**What you need to do:** Copy every line of the data that includes the string "church".

........

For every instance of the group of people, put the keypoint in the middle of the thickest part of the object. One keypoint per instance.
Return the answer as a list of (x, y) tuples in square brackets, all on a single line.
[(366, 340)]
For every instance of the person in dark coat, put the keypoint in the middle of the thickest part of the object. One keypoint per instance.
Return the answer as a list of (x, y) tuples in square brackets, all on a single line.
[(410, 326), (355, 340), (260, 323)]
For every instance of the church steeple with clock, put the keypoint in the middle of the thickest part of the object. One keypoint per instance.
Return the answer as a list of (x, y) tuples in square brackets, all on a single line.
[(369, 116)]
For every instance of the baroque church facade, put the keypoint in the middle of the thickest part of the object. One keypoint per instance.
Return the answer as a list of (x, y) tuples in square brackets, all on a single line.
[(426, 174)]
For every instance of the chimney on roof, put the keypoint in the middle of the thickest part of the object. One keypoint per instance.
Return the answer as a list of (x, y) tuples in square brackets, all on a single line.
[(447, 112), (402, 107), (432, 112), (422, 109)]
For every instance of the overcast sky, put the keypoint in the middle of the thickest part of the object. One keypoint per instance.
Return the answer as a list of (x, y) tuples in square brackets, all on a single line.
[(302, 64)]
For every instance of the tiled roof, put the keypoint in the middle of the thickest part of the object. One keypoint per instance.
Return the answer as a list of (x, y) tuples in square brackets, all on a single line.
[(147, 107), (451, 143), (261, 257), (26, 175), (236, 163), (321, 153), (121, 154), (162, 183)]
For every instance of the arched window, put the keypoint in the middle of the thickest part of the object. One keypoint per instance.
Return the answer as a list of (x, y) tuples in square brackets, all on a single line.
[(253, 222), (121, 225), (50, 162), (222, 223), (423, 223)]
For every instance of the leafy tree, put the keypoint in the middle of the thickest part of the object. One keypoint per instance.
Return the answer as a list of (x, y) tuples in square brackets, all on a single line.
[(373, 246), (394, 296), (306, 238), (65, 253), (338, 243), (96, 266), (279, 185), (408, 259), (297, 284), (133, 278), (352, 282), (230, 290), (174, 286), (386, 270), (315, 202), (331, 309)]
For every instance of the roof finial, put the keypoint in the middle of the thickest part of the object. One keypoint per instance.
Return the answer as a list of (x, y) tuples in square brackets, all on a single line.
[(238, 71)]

........

**Written answer:**
For every instance of the church steeple with clock, put the keypoint in the middle of the thickest part of the object. One keypoint per instance.
For every instance of the baroque church facade, put the keypoint in the middle of the thickest part of the object. One keypoint per instance.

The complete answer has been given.